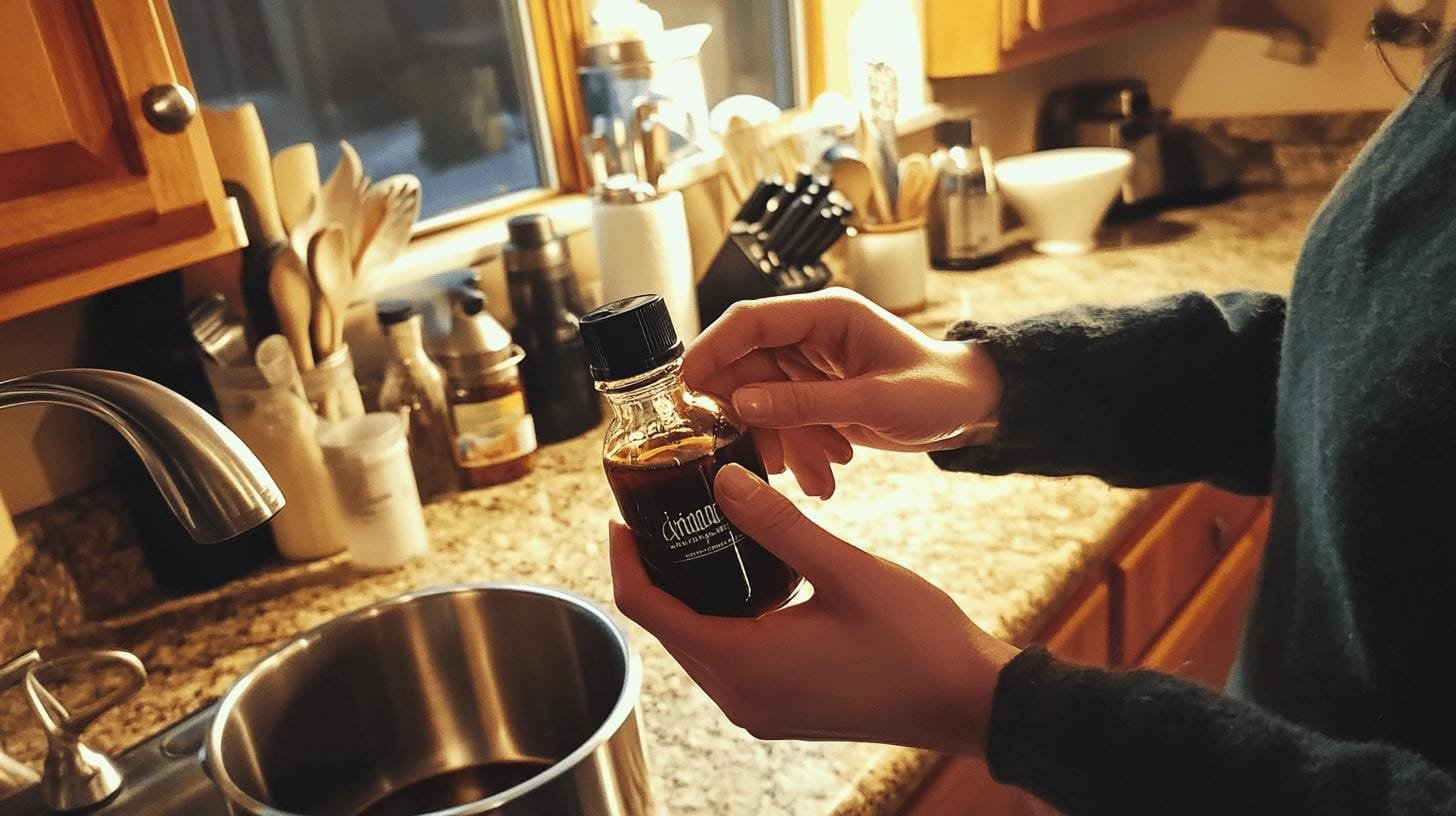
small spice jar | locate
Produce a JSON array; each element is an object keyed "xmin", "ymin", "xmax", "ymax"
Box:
[
  {"xmin": 317, "ymin": 413, "xmax": 430, "ymax": 570},
  {"xmin": 434, "ymin": 285, "xmax": 536, "ymax": 488}
]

########################################

#### REQUIRED ACTION
Exclude the images and reproduce the remaining data exactly.

#### OUTPUT BELOW
small spice jar | locate
Produce a JSON array; each element is an object keyed "xmin", "ymin", "xmax", "ymax"
Box:
[
  {"xmin": 317, "ymin": 413, "xmax": 430, "ymax": 570},
  {"xmin": 434, "ymin": 285, "xmax": 536, "ymax": 488}
]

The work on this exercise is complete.